**Prompt**
Only the lines from the one containing "the man's ear." through the end of the entries should be repeated, exactly as they appear, first and last included.

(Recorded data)

════════════════════

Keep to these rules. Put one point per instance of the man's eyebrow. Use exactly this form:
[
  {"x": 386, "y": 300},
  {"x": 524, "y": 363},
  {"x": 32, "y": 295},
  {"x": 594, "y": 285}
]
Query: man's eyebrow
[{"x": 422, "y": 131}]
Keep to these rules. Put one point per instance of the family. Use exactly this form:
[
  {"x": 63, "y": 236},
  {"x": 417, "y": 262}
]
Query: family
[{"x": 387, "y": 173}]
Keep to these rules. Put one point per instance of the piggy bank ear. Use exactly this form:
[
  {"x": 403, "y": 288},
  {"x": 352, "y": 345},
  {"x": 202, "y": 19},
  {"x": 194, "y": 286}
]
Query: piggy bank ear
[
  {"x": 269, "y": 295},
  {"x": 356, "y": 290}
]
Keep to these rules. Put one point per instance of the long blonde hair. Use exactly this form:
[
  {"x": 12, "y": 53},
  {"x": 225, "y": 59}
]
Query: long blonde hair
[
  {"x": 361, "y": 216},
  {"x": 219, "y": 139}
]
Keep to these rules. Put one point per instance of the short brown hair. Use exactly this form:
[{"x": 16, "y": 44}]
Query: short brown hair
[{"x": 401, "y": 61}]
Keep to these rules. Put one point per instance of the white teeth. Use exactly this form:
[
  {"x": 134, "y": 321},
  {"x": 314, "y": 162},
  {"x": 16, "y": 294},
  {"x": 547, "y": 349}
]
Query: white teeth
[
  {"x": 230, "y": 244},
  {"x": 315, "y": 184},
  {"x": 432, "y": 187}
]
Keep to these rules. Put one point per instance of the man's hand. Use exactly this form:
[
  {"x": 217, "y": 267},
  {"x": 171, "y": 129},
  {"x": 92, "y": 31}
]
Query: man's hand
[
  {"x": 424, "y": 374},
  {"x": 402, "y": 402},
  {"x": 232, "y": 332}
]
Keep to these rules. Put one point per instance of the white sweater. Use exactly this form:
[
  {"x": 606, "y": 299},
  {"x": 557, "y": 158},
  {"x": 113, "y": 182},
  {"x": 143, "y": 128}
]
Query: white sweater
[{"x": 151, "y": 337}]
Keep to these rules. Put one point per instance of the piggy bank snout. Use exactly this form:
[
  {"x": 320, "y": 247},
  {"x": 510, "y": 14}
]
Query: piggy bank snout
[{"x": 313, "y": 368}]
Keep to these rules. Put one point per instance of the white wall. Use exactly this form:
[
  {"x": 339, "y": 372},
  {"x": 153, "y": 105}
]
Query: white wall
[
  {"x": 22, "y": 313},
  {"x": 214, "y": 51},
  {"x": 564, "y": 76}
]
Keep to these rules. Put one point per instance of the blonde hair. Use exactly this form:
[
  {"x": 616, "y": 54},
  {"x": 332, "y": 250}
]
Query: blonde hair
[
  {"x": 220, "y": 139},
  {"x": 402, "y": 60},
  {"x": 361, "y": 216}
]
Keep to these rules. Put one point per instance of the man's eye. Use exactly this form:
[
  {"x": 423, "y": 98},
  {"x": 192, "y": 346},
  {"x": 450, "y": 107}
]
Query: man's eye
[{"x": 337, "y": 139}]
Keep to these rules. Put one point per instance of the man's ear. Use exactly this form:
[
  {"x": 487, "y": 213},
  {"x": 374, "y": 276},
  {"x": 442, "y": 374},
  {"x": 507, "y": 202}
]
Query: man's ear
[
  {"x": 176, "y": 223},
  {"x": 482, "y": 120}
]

════════════════════

**Answer to this task**
Keep to these rules. Put one point per instance of the man's ear. Use exactly this form:
[
  {"x": 487, "y": 213},
  {"x": 374, "y": 276},
  {"x": 442, "y": 374},
  {"x": 507, "y": 202}
]
Query: man's ear
[
  {"x": 176, "y": 223},
  {"x": 482, "y": 120}
]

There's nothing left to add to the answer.